§ **TASKS AND EXERCISES**
1. Condense the paragraph of the wireless body area networks page that begins "The wireless sensor based system" into a short list that keeps its main facts.
2. From the wireless body area networks page, duplicate the passage from "Wireless Body Area Sensor" up to and including "trauma triage methods.".

§ **READING PASSAGE**
=== Begin Enclosure ===
Wireless Body Area Sensor Networks for Bio-medical Applications
Researchers at CPS lab are investigating communication, data fusion and information processing challenges associated with Wireless Body Area Networks (WBANs) for bio-medical applications.
One of the topics in this area of research is “continuous vital monitoring for trauma triage using Wireless Sensor Networks (WSNs)”. Trauma triage is the process of classifying injured patients based on their need for or likely benefit from trauma center care. Accurate and reliable monitoring of the patients vital signs during this period is crucial for making efficient and error-free triage decisions. Current limitations of patient monitoring represent an important barrier for developing improved trauma triage methods.
The wireless sensor based system that is being developed will continuously and noninvasively monitor the patient in the pre-hospital and hospital settings (see figure). Once deployed on the patient, the system will automatically and continuously perform the three following operations: 1) record measurable patient data such as vital sign measurements (pulse, blood pressure, respiratory rate); 2) capture patient data that now relies on observation alone (e.g., level of consciousness); 3) issue alerts to the medical team in the hospital if critical deviations are observed or predicted. The data will be seamlessly and reliably transmitted to portable devices, such as PDAs, smart phones, and hand-held small computers, using wireless communications.
Another topic that is being currently studied is “real-time online correlation of human physical activities and vital signs (e., ECG)” remotely collected using a WBAN consisting of inertial sensors (accelerometers and gyroscopes) and bio-medical sonsors (ECG sensors). Online correlation of physical activities with vital signs wil have a tremendous impact on solutions for inexpensive solutions for remote diagnosis and health monitoring in the developing world. Human physical activities will be recognized on the fly using a novel window based algorithm that employs machine learning (in particular Support Vector Machine) on data collected from inertial sensors. Also, simultaneously, information (e.g., heart rate variability) is extracted from vital signs (e.g., ECG) collected using bio-medical sensors. The recognized physical activity will be correlated with derived metrics from vital signs for preliminary diagnosis about a person’s health status. For example, switching from a state of rest to exertion should be accompanied by noticeable variation in heart rate. Otherwise, the person is deemed unhealthy.
=== End Enclosure ===
§ **INPUT DATA**
=== Begin Enclosure ===
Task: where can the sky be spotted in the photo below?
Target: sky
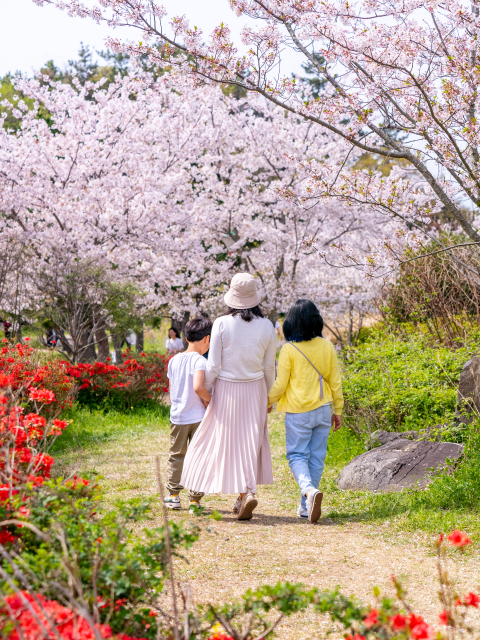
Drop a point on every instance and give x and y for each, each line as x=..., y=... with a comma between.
x=31, y=35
=== End Enclosure ===
§ **ANSWERS TO THE EXERCISE**
1.
- The system under development will monitor patients continuously and noninvasively, both before reaching the hospital and in the hospital.
- Once on the patient, it will automatically and continuously:
  1. record measurable data such as pulse, blood pressure and respiratory rate;
  2. capture data that now relies on observation alone, such as level of consciousness;
  3. alert the hospital's medical team if critical deviations are observed or predicted.
- The data will be sent wirelessly to portable devices such as PDAs, smart phones and hand-held small computers.

2.
Wireless Body Area Sensor Networks for Bio-medical Applications
Researchers at CPS lab are investigating communication, data fusion and information processing challenges associated with Wireless Body Area Networks (WBANs) for bio-medical applications.
One of the topics in this area of research is “continuous vital monitoring for trauma triage using Wireless Sensor Networks (WSNs)”. Trauma triage is the process of classifying injured patients based on their need for or likely benefit from trauma center care. Accurate and reliable monitoring of the patients vital signs during this period is crucial for making efficient and error-free triage decisions. Current limitations of patient monitoring represent an important barrier for developing improved trauma triage methods.